■ Set task 1 ■
The opinion piece below about Tucker Carlson mentions several examples of insult comedy. List every one.

──────

The Speech Police Come For Tucker Carlson
Bubba Clem, The Wall Street Journal
I host a comedy-driven radio show for guys. Until Sunday, no one confused it with something that should be taken seriously. Given my on-air name, “Bubba the Love Sponge,” I assume most people get the joke. We are rude, sometimes profane.
Tucker Carlson called into my satellite radio show regularly from 2006-11, and like all my guests, he adopted an edgy comic persona for the broadcast. He said really naughty things to make my audience laugh, and they did. The 100 or so shows we made with Mr. Carlson weren’t a secret.
Do I really need to go into the rich history of insult comedy? Lisa Lampanelli, Andrew Dice Clay, Rodney Dangerfield, even Triumph, the Insult Comic Dog. Comedy breaks taboo subjects that release the unspoken into the air in ways that are, dare I say, funny.

──────

■ Set task 2 ■
Rewrite every line of the listing that follows, including its requests. In the answer polygon, multiply each coordinate by 0.55 and round it to a whole number, rounding halves up. Leave the pictures out.

──────

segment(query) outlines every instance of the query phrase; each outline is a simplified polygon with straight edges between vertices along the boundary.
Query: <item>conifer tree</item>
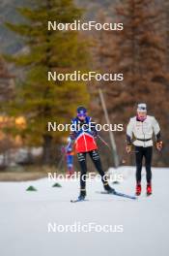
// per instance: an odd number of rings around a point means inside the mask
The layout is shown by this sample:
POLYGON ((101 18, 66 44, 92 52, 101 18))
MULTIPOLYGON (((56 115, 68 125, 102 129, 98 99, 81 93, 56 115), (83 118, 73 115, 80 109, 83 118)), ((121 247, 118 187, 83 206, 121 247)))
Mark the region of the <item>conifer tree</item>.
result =
MULTIPOLYGON (((115 20, 124 23, 124 30, 105 31, 102 36, 101 69, 124 74, 124 81, 106 81, 102 86, 112 122, 126 124, 135 114, 134 106, 146 102, 149 113, 159 118, 162 128, 167 127, 167 52, 159 25, 161 12, 153 0, 121 1, 115 20)), ((167 130, 163 134, 167 140, 167 130)))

──────

■ Complete output 1 ■
Lisa Lampanelli, Andrew Dice Clay, Rodney Dangerfield, and Triumph, the Insult Comic Dog.

■ Complete output 2 ■
segment(query) outlines every instance of the query phrase; each outline is a simplified polygon with straight edges between vertices along the boundary.
Query: <item>conifer tree</item>
// per instance: an odd number of rings around a point means inside the mask
The layout is shown by this sample:
POLYGON ((101 18, 66 44, 92 52, 101 18))
MULTIPOLYGON (((56 115, 68 125, 102 129, 98 99, 81 93, 56 115), (83 118, 73 115, 80 109, 83 118)), ((121 247, 118 187, 83 206, 121 247)))
Mark the region of the <item>conifer tree</item>.
result =
MULTIPOLYGON (((63 11, 68 13, 68 17, 58 17, 56 20, 56 38, 68 41, 68 45, 58 45, 56 47, 62 67, 69 68, 74 63, 74 58, 80 56, 82 62, 87 65, 89 70, 92 70, 92 29, 87 14, 89 7, 84 0, 67 1, 63 11)), ((92 72, 90 74, 92 77, 92 72)))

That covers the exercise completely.